[Supplied records — start]

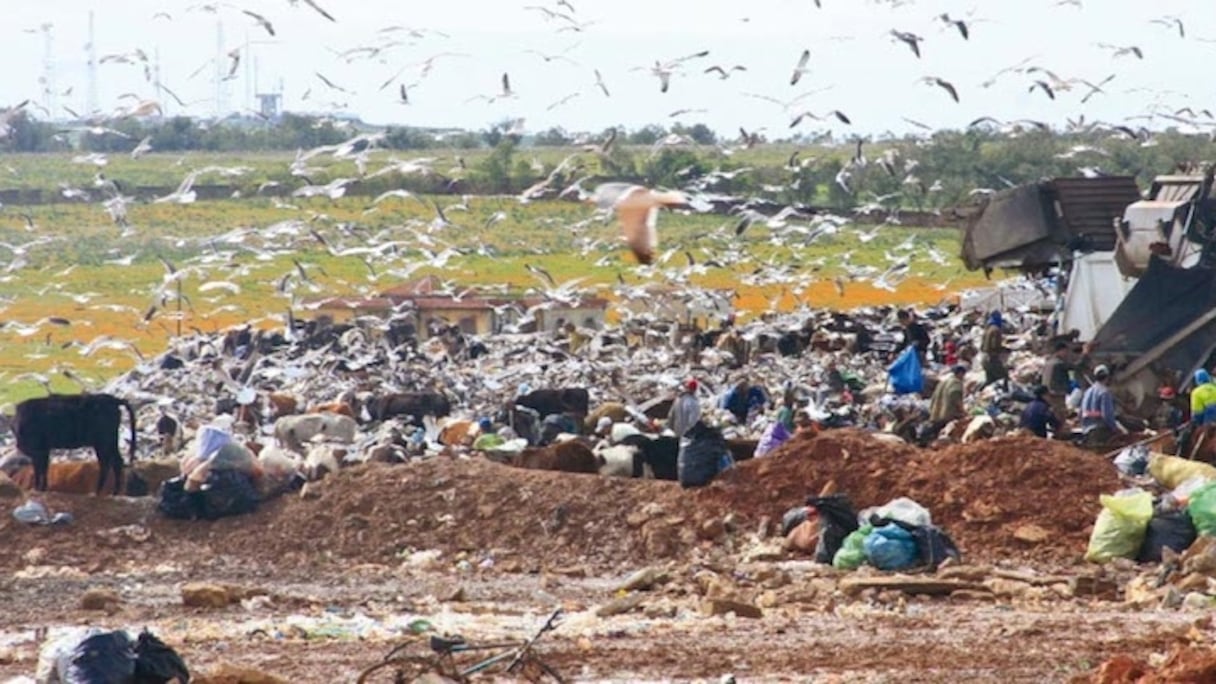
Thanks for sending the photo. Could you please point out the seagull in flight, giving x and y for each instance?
(637, 211)
(1171, 21)
(1118, 51)
(910, 39)
(800, 67)
(944, 84)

[Supplied records — finish]

> **Aim of the exercise**
Repeat every line above exactly, minus the pictures.

> **Solution for this exercise**
Thanks for sending the photo. Could you please point out the seagull in flight, giving x and y for each instance?
(637, 211)
(1171, 21)
(1118, 51)
(910, 39)
(800, 67)
(944, 84)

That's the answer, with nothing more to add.